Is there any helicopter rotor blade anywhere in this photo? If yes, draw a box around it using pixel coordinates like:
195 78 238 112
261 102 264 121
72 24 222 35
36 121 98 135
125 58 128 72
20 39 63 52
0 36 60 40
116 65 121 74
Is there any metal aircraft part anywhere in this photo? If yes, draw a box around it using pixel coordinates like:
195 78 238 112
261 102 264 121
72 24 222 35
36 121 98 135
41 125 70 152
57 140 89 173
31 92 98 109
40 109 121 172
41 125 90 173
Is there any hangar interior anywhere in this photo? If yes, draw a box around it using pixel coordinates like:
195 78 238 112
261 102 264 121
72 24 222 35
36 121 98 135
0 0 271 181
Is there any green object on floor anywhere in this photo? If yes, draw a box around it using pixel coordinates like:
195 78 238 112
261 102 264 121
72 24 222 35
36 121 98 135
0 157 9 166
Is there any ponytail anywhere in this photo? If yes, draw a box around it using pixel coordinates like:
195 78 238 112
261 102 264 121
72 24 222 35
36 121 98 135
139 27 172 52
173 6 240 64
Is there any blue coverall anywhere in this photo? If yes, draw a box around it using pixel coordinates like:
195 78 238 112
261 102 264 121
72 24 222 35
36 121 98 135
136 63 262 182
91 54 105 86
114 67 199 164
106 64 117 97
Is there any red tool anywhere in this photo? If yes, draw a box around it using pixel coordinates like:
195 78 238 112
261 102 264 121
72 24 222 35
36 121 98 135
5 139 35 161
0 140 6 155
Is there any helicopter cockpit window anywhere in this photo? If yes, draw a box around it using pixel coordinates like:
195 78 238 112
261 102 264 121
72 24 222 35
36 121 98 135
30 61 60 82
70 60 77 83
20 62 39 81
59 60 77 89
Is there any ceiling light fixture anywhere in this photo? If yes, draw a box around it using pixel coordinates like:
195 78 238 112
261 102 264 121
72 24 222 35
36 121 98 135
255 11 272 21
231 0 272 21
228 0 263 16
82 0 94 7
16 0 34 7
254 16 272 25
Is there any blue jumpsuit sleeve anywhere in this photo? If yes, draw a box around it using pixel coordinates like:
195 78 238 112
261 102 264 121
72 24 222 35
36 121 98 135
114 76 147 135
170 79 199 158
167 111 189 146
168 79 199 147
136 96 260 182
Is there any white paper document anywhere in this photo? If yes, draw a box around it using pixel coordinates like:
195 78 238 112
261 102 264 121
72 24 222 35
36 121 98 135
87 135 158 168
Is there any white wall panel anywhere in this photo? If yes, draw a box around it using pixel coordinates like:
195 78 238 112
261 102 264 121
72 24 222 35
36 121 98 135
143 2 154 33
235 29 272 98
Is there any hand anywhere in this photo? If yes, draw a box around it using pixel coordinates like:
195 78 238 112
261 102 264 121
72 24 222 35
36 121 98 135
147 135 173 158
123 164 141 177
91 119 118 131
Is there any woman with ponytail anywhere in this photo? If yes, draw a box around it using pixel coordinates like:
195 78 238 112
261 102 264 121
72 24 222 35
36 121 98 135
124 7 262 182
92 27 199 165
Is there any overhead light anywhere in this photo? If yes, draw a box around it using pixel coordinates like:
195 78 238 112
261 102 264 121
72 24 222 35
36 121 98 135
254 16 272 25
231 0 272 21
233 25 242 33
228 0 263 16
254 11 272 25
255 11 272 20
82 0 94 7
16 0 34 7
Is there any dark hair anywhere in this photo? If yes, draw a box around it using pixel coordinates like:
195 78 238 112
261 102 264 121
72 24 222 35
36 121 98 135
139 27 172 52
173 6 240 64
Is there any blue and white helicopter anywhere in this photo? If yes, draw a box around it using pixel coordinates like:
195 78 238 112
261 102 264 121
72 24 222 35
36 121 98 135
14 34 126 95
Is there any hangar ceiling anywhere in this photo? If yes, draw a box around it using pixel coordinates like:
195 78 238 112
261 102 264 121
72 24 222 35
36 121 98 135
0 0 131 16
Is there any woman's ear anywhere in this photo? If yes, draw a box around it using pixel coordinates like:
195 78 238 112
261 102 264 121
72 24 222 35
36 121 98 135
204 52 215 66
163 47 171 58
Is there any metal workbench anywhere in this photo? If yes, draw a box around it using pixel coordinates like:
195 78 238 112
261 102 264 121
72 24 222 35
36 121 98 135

_What you have to do_
Retype the entries exactly, including every line.

_Answer space_
Is there any helicopter rotor blade anywhere in this photo? If yes, draw a box around it using pixel coordinates like:
195 78 238 112
261 102 264 121
72 24 222 35
36 121 98 135
125 58 128 72
20 39 63 52
0 36 60 40
116 65 121 74
Is there any metal aircraft part anywhere in this photo? If yes, draw a box around it using pixel coordinates like:
195 78 238 112
261 102 264 121
72 24 222 35
36 121 98 135
41 125 70 152
57 140 89 173
31 92 98 109
40 109 121 172
41 125 90 173
Is there any hangar interior anywhere in this photo? If yes, draw a box around it using pixel coordinates like:
195 78 238 112
261 102 264 121
72 24 222 35
36 121 98 135
0 0 271 181
Is there any green object on floor anywhere in this photo? If yes, draw a box around it using pixel coordinates like:
195 78 238 112
261 102 264 121
72 24 222 35
36 121 98 135
0 157 9 166
Is there any ponytail anywhere in this photo? If yes, draw a box around it using pixel coordinates like:
195 78 238 112
261 102 264 121
72 24 222 35
36 121 98 135
139 27 172 52
173 6 240 64
Is there any blue coverall anywhere in this photo? If yes, draw a box around it using pixel coordinates like:
195 78 238 112
261 102 264 121
72 24 222 35
36 121 98 135
136 63 262 182
91 54 105 86
114 67 199 164
106 64 117 97
Is there any red tool anywhere in this photo? If yes, draw a box around it using pixel coordinates like:
195 78 238 112
261 102 264 121
72 24 222 35
36 121 98 135
5 139 35 161
0 140 6 155
Is there any helicopter cockpit window anywhere in this photo? If yes, draw a box around it using pixel coordinates like:
195 78 238 112
261 102 264 121
72 24 222 35
36 121 98 135
30 61 60 82
70 60 77 83
20 62 39 81
59 60 77 89
Is there any ceiling light fixture anywhere in this photo? If yes, draw a box around it using pixel coordinates like:
195 78 238 112
261 102 264 121
72 24 222 35
36 121 98 135
255 11 272 21
231 0 272 21
228 0 263 16
82 0 94 7
16 0 34 7
254 16 272 25
Is there any blue jumpsuit sleeve anywhere in this photo? If yes, draw a box around it using pixel coordinates like:
195 78 238 112
261 102 264 121
72 24 222 35
36 121 98 135
114 76 147 135
170 79 199 158
167 111 189 146
168 79 199 147
136 96 260 182
Is there any white paper document anywhere in this photo? If yes, draw a box around it using pixel coordinates like:
195 78 238 112
261 102 264 121
72 24 222 35
36 121 98 135
87 135 158 168
Is there any white wall panel anywhere in this photo? If yes, draw a box around it using pixel coordinates like:
195 78 238 112
261 102 264 121
72 24 222 35
36 121 98 135
143 2 154 33
235 29 272 98
Is there any hand anywhere in this photo? If yes, draw a box around it using pixel coordinates like:
195 78 238 112
261 102 264 121
72 24 222 35
36 121 98 135
147 135 173 158
123 164 141 177
91 119 118 131
Is there any woman with ponytail anywhere in this photo? If yes, draw a box around it using pixel coordinates like:
195 78 238 112
261 102 264 121
72 24 222 35
36 121 98 135
124 7 262 182
92 27 199 165
Is there any overhead light anywhere in this photo? If yes, draw a box around it using pixel coordinates like:
195 78 238 112
261 102 264 121
72 24 222 35
36 121 98 135
254 16 272 25
231 0 272 21
233 25 242 33
228 0 263 16
254 11 272 25
255 11 272 20
82 0 94 7
16 0 34 7
Is there any dark hair anywhere in this photo? If yes, draw a box around it using pixel coordinates like:
195 78 238 112
261 102 264 121
72 24 222 35
36 121 98 135
139 27 172 52
173 6 240 64
Is there any blue and white helicopter anywhere in this photo? If yes, draw a box around it using pixel coordinates like:
195 78 238 112
261 102 264 121
72 24 222 35
36 121 98 135
14 34 126 95
Is there any hangar ceiling anywhere in this photo? If yes, draw a box around it using pixel coordinates like:
195 78 238 112
261 102 264 121
72 24 222 35
36 121 98 135
0 0 131 16
Is there any woman's ear anywhere in this photo? If yes, draw a box around it using pixel coordinates like:
195 78 238 112
261 102 264 121
72 24 222 35
36 121 98 135
204 52 215 66
163 47 171 58
Is there any metal workbench anywhere in this photo? If yes, draw a box around it using pixel coordinates like:
195 78 238 112
261 102 264 121
72 24 222 35
36 121 98 135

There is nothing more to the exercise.